Exercise instructions = Reproduce verbatim the lines from the one containing "Outline the stamen" through the final line, both included.

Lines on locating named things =
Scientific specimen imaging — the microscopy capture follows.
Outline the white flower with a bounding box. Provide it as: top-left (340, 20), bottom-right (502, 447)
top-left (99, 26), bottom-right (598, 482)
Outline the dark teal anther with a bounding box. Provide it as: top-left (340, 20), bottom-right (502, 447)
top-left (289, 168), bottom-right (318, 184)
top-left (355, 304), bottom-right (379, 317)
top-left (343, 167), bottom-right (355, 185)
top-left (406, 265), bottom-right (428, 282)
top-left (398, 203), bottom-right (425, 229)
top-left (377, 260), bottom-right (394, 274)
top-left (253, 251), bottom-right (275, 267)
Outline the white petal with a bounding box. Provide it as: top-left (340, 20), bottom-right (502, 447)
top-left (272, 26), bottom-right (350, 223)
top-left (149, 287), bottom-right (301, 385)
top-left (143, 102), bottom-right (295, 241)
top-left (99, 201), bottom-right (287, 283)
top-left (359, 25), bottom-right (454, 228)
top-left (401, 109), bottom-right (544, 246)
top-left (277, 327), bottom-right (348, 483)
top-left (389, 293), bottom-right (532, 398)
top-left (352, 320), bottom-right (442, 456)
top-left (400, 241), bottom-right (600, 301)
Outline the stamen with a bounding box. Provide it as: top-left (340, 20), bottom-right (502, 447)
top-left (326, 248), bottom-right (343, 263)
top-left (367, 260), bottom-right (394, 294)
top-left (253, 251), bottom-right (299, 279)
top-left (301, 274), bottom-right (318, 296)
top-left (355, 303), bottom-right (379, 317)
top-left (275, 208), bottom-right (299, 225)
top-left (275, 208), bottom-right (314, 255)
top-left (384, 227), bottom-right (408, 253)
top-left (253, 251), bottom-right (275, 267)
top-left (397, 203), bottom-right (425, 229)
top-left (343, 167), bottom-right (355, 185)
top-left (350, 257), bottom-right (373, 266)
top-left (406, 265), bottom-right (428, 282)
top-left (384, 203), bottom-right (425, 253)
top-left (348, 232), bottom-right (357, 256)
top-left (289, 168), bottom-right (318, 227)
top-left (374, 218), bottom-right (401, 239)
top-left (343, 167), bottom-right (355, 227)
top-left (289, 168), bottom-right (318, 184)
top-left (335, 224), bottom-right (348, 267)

Result below =
Outline the stamen with a bounding box. Provide it as: top-left (340, 20), bottom-right (502, 447)
top-left (326, 248), bottom-right (343, 263)
top-left (367, 260), bottom-right (394, 294)
top-left (253, 251), bottom-right (299, 279)
top-left (301, 274), bottom-right (318, 296)
top-left (355, 303), bottom-right (379, 317)
top-left (275, 208), bottom-right (299, 225)
top-left (275, 208), bottom-right (314, 255)
top-left (384, 227), bottom-right (408, 253)
top-left (253, 251), bottom-right (275, 267)
top-left (397, 203), bottom-right (425, 229)
top-left (343, 167), bottom-right (355, 185)
top-left (350, 257), bottom-right (373, 266)
top-left (406, 265), bottom-right (428, 282)
top-left (384, 203), bottom-right (425, 253)
top-left (348, 232), bottom-right (357, 256)
top-left (289, 168), bottom-right (318, 227)
top-left (374, 218), bottom-right (401, 239)
top-left (343, 167), bottom-right (355, 227)
top-left (289, 168), bottom-right (318, 184)
top-left (335, 224), bottom-right (348, 267)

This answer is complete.